Extrait source:
* * * * *

35.  D’après le Gouvernement, la société Sofiran n’a pas la qualité de victime au sens de l’article 34 de la Convention. Il fait valoir que la société BDA n’avait pas disparu en tant que personne morale et que le mandataire liquidateur de celle-ci l’a représentée devant les juridictions françaises et maintenant devant la Cour. Il est donc clairement établi que la société BDA ne s’est jamais trouvée dans l’impossibilité de saisir les organes de la Convention, condition posée pour la Cour pour admettre la recevabilité des requêtes présentées par des actionnaires (Agrotexim et autres c. Grèce, 24 octobre 1995, § 71, série A no 330 A). Ainsi, la société Sofiran ne saurait se prévaloir de la qualité de victime pour obtenir la mainlevée du « voile social » et la réparation des préjudices qu’elle invoque pour le compte de la société BDA. Par ailleurs, aucune ordonnance d’expulsion n’a été rendue à son profit et par voie de conséquence aucune demande d’exécution n’a été formulée par elle auprès des autorités de l’Etat.

36.  La société Sofiran souligne le fait que la non-exécution des ordonnances d’expulsion a eu des conséquences pécuniaires pour elle, actionnaire majoritaire de la société BDA, et qu’à ce titre elle se trouve directement concernée par les griefs invoqués. Elle rappelle par ailleurs que le Conseil d’Etat, dans son arrêt du 18 mai 2009 (paragraphe 31 ci-dessus), a reconnu son intérêt à agir pour solliciter la réparation de préjudices distincts de celui de sa filiale.

* * * * *

Données extraites:
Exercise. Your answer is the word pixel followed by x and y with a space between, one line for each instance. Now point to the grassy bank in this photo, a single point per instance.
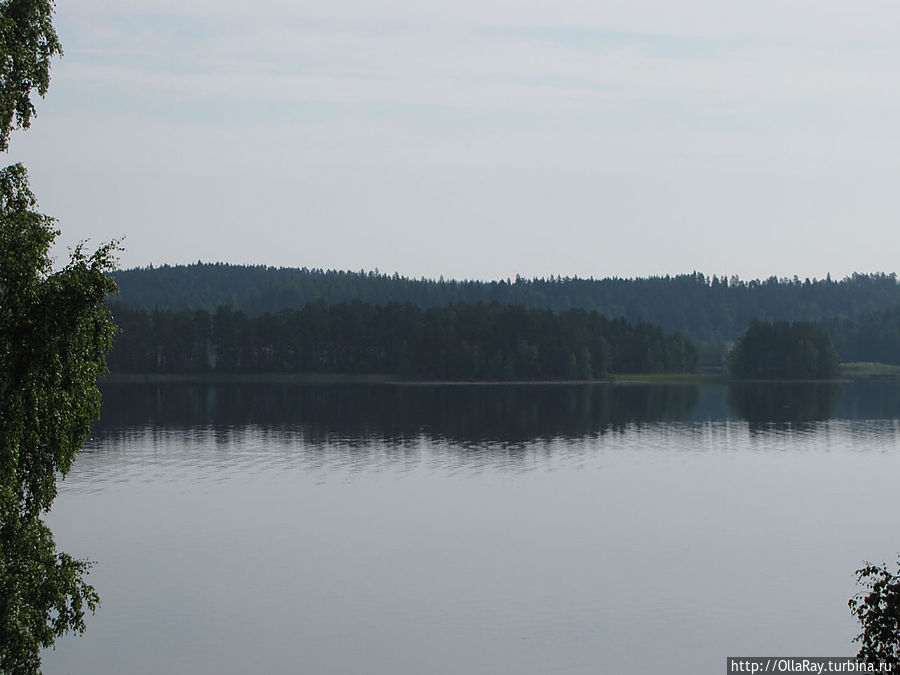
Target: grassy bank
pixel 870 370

* * * * *

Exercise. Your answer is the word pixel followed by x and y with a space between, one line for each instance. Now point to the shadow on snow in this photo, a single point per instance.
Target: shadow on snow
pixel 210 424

* * * * *

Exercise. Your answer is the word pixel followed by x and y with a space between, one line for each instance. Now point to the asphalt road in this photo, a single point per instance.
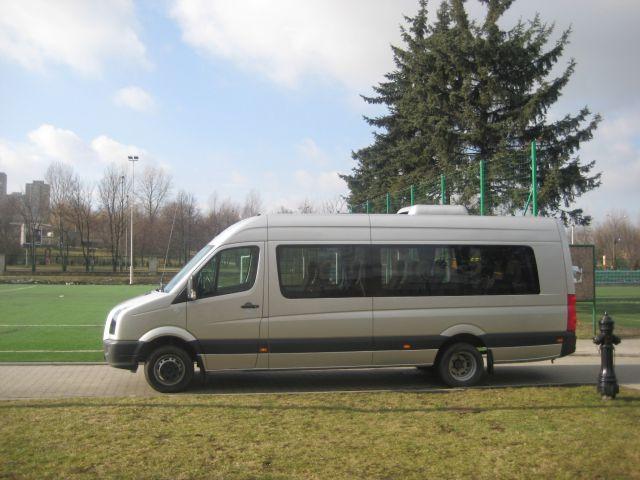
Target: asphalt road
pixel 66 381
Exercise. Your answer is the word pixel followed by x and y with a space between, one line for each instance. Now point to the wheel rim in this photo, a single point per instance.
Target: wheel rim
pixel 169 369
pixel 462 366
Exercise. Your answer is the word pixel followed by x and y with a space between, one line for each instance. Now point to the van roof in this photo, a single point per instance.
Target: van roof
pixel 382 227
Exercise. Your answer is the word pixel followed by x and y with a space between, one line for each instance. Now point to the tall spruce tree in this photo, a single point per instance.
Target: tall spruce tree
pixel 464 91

* * * * *

Consigne:
D'après l'extrait source, à quelle date le Conseil d'État a-t-il rendu l'arrêt reconnaissant à la société Sofiran un intérêt à agir ? Les items constituent un matériau distinct de l'extrait source.

Réponse ci-dessous:
Le 18 mai 2009.